■ **Çalışmanın Amacı**:
HSYK seçimleri üzerine yazılmış metni, son cümlesinin ardından kaldığı yerden sürdürünüz.

■ **Metin Bloğu**:
○ ○ ○

HSYK seçimlerinden sonra

Dr. CEM DURAN UZUN Çankaya Üniversitesi Hukuk Fakültesi
25.10.2014

12 Ekim tarihinde Hâkimler ve Savcılar Yüksek Kurulu için, hâkim ve savcıların oyları ile Adli Yargıdan 7 ve İdari Yargıdan 3 olmak üzere toplamda 10 asıl üye seçildi. Yargıtay ve Danıştay’dan gelecek HSYK üyelerinin seçimleri ise daha öncen tamamlanmış ve 5 asıl üye belirlenmişti. Ayrıca Cumhurbaşkanı’nın hukuk fakültelerinde görev yapan öğretim üyeleri ve avukatlar arasından atadığı 4 üye ve Adalet Akademisi’nin kendi üyeleri arasından seçtiği 1 üye ile seçim ve atama yöntemiyle belirlenen 20 üye tamamlanmış oldu. Bunların yanı sıra doğal üyeler Adalet Bakanı ve Adalet Bakanlığı Müsteşarını eklediğimizde 22 üyeli yeni HSYK 28 Ekim 2014 tarihinde göreve başlayacak.

○ ○ ○

■ **Sağlanan Bilgiler**:
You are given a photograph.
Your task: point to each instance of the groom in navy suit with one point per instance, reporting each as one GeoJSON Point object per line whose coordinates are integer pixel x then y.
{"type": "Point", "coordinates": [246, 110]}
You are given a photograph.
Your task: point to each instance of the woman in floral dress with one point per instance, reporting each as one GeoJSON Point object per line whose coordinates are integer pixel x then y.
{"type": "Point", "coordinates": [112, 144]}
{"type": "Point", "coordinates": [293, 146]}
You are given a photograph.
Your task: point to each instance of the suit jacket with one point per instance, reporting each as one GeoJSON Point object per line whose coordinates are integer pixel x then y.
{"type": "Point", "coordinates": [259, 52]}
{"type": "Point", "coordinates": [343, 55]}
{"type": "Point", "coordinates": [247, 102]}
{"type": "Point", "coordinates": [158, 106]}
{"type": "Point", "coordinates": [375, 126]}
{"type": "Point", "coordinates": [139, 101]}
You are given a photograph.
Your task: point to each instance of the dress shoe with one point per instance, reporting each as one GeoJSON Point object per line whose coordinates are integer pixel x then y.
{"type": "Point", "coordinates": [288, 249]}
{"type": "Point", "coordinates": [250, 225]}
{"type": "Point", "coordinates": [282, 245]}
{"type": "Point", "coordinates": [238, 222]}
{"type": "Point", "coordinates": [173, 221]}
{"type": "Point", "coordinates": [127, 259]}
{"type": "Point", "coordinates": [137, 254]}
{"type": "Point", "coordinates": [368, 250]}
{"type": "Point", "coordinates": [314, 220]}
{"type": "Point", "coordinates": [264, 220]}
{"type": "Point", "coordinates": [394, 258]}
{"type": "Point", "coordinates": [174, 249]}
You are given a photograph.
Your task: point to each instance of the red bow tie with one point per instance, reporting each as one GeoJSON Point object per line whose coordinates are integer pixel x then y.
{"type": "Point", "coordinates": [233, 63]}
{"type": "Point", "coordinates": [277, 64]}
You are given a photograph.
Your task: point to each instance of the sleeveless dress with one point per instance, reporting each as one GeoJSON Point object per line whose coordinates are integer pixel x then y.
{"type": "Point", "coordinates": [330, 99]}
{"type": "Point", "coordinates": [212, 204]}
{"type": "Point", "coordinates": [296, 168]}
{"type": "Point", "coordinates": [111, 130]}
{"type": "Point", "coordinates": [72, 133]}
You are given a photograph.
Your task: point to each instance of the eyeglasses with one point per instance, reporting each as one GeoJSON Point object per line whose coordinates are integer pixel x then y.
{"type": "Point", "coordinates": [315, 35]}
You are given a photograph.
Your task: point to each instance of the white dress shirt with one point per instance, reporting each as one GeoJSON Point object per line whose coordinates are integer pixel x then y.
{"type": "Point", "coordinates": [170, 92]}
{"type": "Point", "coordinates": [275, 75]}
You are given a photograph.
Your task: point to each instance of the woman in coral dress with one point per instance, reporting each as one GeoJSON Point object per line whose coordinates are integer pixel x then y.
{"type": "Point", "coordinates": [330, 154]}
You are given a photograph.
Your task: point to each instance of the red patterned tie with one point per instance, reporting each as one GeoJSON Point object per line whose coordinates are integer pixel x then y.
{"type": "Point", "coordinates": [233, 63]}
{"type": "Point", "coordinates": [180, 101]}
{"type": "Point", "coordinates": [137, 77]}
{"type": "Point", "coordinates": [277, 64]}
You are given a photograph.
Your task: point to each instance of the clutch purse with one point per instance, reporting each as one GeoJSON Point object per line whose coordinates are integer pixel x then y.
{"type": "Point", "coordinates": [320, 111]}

○ ○ ○

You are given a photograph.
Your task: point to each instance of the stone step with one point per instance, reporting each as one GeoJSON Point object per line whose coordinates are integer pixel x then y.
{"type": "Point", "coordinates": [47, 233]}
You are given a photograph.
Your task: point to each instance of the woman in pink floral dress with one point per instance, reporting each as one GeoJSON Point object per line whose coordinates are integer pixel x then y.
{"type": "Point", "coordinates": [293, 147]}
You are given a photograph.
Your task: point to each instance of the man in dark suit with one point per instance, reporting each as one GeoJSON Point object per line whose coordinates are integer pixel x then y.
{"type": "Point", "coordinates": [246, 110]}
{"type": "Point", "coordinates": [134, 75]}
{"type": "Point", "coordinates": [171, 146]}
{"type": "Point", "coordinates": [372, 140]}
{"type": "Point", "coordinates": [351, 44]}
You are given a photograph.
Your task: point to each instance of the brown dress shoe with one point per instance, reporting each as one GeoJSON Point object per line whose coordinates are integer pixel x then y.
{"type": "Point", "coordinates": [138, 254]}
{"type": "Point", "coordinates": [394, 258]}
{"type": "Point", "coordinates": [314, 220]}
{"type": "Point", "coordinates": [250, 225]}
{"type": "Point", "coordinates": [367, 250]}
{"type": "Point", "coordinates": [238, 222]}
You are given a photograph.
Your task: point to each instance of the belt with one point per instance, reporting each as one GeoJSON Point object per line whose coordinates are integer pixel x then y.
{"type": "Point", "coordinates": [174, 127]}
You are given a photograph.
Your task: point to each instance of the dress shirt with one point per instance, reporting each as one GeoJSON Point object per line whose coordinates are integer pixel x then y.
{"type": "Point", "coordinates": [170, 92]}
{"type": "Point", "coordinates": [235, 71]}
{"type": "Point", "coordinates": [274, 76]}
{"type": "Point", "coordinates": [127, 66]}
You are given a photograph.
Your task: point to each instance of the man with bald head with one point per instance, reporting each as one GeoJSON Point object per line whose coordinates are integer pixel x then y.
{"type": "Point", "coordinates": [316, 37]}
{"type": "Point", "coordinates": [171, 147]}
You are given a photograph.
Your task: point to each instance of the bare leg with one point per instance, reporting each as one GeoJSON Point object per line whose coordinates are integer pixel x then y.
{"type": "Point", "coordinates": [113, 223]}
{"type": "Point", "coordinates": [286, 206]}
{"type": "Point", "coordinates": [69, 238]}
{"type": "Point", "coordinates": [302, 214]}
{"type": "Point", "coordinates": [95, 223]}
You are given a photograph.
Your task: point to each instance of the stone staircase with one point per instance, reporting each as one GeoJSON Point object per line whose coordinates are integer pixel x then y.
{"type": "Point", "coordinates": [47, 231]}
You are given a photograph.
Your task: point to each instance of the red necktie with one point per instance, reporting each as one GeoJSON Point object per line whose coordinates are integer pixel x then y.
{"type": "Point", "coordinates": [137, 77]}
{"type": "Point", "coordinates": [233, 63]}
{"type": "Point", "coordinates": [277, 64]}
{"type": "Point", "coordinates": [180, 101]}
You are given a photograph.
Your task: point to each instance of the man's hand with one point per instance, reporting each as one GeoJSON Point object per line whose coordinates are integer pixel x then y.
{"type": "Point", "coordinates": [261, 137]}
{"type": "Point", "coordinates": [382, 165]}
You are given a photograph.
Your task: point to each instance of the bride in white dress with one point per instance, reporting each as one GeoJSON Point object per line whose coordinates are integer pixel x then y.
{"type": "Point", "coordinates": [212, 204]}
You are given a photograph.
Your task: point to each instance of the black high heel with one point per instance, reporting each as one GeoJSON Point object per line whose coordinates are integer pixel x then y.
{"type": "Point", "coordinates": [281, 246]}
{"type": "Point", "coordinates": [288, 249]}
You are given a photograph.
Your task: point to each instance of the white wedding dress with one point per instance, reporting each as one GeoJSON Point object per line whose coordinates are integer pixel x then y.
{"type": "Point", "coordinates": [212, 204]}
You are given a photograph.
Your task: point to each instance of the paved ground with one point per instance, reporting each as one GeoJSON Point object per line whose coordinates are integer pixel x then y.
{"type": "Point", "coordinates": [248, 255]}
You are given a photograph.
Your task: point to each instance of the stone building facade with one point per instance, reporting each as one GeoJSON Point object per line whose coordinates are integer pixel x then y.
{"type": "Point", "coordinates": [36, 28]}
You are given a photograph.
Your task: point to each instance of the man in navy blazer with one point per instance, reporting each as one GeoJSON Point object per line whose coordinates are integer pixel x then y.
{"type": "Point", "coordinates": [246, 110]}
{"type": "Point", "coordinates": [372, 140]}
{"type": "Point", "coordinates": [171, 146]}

○ ○ ○

■ **Sonuç**:
HSYK  seçimlerinden sonra
Adli ve İdari Yargıda Ekim başında yapılan seçimlerin sonuçları da neredeyse siyasi karar mekanizmalarının seçimleri kadar ilgi ile izlendi, öncesinde ve sonrasında televizyonlarda canlı yayın olarak takip edildi ve uzun tartışmalara sebep oldu. Bu anormal ilginin en önemli sebebi yargının yıllardan beri siyasetin dizaynına etki eden bir aktör olmasıdır. Yargının bu etkisini, Anayasa Mahkemesi’nin kritik bazı davalarda verdiği kararlar başta olmak üzere, siyasi parti kapatma davalarından bazı önemli ceza davalarına kadar her alanda görmek mümkündür. Yargıyı yönlendiren aktörler zamanla değişse de, yargının bu niteliğinde uzunca bir dönemdir bir değişiklik olduğunu söylemek kolay değildir. Böylesine etkin bir siyasi aktör, doğal olarak gündemin önemli başlıklarından birisi olmayı sürdürmektedir.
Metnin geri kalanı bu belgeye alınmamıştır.